+++ DATA SHOWN
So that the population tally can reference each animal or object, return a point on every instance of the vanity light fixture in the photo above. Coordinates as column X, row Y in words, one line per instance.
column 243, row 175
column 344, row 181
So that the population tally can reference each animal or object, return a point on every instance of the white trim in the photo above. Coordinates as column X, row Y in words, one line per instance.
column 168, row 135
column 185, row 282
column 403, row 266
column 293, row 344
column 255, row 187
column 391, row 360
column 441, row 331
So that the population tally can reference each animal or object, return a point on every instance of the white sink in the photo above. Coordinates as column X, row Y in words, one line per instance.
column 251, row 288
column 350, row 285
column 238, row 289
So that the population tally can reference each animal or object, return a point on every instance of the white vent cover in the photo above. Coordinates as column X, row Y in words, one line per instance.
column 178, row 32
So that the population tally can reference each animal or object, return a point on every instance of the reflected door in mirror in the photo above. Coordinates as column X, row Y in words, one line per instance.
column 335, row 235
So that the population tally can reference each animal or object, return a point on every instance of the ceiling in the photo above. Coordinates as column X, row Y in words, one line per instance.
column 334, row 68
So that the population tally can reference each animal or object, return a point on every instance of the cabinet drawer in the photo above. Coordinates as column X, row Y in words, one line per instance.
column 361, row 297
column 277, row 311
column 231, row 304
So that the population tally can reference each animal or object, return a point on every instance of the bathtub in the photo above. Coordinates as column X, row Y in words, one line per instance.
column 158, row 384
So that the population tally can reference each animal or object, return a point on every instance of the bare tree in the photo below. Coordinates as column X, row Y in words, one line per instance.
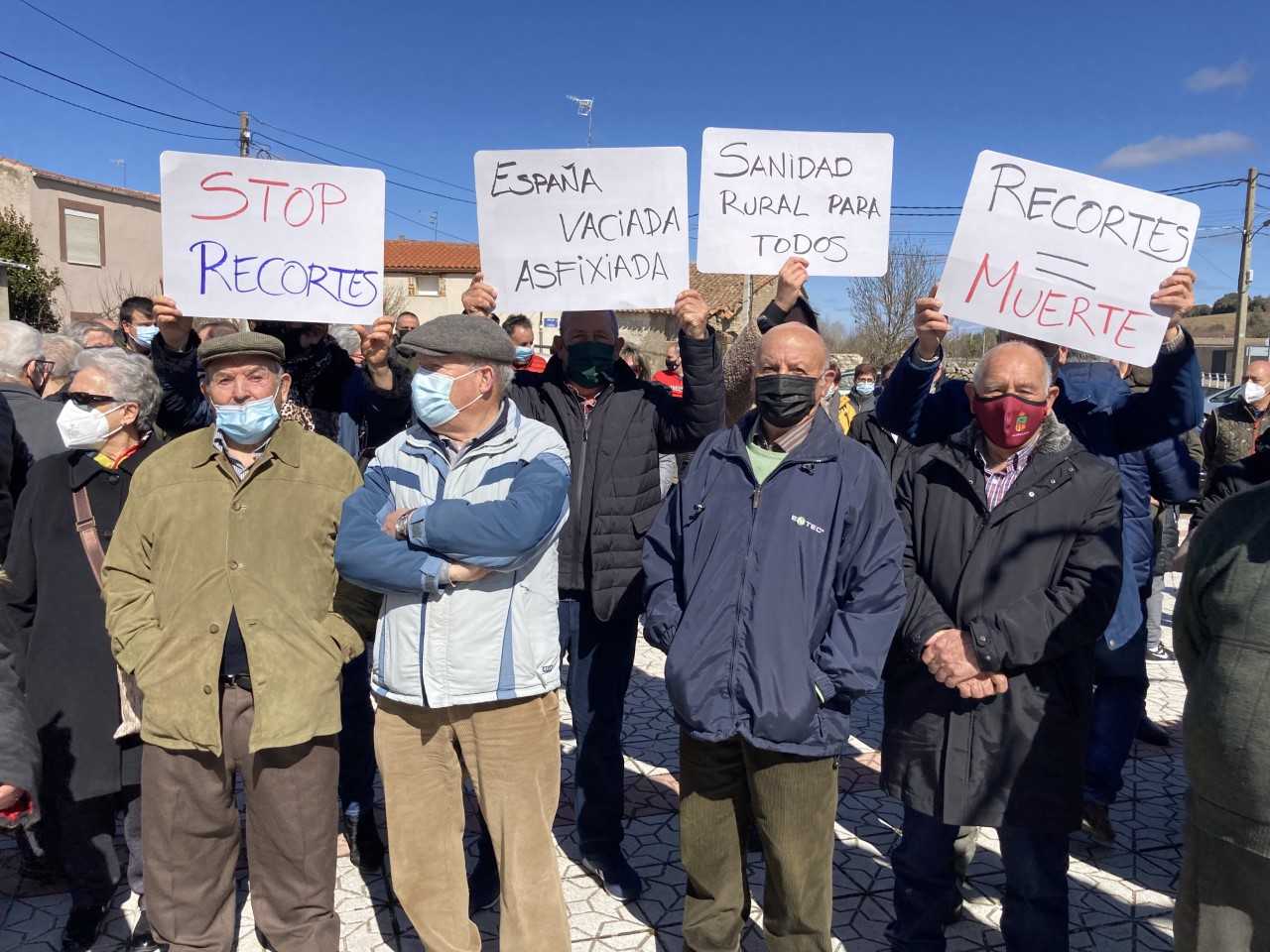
++++++
ASSIGNMENT:
Reproduce exactly, and only, the lines from the one holding "of the reflected" through the final line of the entries. Do not include the pictures.

WRITTEN SOLUTION:
So that the population tally can reference each animal or object, return a point on every instance of the reflected door in mirror in the photo above. Coordinates as column X, row Y in words, one line per instance.
column 335, row 235
So that the population tally can reference each animal or object, return a point on every instance of the ceiling in the photo above. Coordinates as column X, row Y in words, one line per instance.
column 334, row 68
So that the population tally can reference each animal or object, return a point on every instance of the cabinet drawer in the photo above. Coordinates as column X, row Y in words, one line per instance.
column 361, row 297
column 277, row 311
column 231, row 304
So that the population tally can reference each animal or object, return a point on every instance of the bathtub in the photo above. Coordinates as column X, row Y in words, one line per instance.
column 158, row 384
So that the population tally can reference each animal or object, return a point on every instance of the bare tree in the photo below. Coordinates as column X, row Y in words, one line per instance.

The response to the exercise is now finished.